Instructions for the task: Only the lines holding "blazer" are wanted. Copy every one from the records below.

++++ Data shown

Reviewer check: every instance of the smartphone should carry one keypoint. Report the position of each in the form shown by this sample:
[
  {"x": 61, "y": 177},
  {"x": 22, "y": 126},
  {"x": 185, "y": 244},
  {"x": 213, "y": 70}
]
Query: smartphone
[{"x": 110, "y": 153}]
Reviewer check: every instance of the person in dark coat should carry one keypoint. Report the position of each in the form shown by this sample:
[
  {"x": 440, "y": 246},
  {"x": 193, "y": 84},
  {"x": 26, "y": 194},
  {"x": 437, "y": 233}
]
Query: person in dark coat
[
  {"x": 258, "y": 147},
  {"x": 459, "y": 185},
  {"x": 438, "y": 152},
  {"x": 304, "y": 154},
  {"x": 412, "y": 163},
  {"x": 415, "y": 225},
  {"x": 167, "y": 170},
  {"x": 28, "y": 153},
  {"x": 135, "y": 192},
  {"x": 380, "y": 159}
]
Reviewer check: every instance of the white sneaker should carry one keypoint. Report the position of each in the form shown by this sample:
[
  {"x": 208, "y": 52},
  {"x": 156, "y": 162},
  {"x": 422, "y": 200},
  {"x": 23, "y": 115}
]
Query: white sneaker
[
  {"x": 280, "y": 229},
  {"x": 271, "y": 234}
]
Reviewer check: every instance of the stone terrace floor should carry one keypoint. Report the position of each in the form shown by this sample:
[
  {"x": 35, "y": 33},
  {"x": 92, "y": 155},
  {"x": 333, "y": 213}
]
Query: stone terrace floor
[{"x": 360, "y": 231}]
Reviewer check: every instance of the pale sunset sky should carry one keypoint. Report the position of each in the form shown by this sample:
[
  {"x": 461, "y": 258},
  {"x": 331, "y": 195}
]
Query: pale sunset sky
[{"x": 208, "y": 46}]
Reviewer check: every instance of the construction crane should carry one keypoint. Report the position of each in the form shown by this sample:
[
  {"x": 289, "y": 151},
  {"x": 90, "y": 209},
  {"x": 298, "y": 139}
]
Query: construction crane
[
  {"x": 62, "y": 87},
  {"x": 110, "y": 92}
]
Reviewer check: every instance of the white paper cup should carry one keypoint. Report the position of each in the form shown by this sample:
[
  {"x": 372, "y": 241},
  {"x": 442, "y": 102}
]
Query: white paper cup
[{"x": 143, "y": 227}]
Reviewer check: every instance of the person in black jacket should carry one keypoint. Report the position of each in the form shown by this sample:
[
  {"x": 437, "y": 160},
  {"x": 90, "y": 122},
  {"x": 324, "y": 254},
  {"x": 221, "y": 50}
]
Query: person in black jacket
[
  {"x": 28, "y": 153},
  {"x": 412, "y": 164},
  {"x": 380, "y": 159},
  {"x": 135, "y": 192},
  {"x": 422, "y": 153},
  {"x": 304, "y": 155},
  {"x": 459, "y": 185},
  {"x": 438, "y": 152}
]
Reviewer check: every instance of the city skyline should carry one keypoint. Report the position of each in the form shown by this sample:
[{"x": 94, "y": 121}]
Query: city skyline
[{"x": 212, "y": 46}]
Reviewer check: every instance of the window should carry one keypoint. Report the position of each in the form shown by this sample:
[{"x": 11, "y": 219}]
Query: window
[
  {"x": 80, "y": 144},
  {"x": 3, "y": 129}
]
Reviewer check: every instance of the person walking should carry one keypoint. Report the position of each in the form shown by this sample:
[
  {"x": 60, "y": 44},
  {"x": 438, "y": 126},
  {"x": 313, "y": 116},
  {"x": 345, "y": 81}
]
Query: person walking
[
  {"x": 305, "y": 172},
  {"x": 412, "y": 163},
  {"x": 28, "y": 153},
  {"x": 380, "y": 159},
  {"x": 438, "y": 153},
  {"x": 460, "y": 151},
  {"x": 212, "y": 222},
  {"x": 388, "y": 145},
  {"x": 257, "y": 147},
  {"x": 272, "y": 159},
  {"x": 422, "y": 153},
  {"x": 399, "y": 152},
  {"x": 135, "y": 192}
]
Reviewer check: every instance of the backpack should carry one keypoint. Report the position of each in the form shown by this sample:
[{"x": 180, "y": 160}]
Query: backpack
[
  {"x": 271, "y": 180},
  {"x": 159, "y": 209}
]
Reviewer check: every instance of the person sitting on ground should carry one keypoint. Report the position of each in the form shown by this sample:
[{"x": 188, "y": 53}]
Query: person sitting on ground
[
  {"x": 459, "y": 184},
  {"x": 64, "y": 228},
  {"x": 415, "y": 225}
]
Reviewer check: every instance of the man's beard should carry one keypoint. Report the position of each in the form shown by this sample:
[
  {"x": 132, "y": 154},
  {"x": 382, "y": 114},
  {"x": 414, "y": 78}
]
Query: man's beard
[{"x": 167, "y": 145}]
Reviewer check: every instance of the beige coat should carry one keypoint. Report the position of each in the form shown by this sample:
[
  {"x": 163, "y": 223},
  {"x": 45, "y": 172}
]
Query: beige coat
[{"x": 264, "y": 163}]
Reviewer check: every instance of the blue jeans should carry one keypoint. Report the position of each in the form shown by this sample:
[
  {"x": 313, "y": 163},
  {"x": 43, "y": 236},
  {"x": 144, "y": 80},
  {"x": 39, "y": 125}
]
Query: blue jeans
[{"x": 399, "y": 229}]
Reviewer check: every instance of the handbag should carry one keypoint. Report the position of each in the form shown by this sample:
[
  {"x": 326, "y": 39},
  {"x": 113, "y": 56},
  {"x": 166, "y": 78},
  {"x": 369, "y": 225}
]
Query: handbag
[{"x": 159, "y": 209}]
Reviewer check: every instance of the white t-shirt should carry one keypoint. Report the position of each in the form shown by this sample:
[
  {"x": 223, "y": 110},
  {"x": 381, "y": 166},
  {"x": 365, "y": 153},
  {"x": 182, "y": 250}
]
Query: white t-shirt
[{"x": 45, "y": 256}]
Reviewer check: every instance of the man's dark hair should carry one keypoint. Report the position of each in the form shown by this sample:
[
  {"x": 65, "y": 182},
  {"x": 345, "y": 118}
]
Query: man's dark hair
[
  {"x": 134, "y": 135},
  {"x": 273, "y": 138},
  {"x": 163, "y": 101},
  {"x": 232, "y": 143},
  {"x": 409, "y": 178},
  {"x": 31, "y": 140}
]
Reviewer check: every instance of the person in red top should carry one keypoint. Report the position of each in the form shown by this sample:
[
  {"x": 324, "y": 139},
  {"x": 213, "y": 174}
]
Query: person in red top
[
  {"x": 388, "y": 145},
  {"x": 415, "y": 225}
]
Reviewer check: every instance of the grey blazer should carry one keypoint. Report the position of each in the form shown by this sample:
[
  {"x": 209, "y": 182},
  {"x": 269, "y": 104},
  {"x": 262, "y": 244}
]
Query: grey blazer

++++++++

Exercise response:
Reviewer check: every instance of the grey blazer should carry one keypoint. Report the position of each in the form shown by this sample:
Query: grey blazer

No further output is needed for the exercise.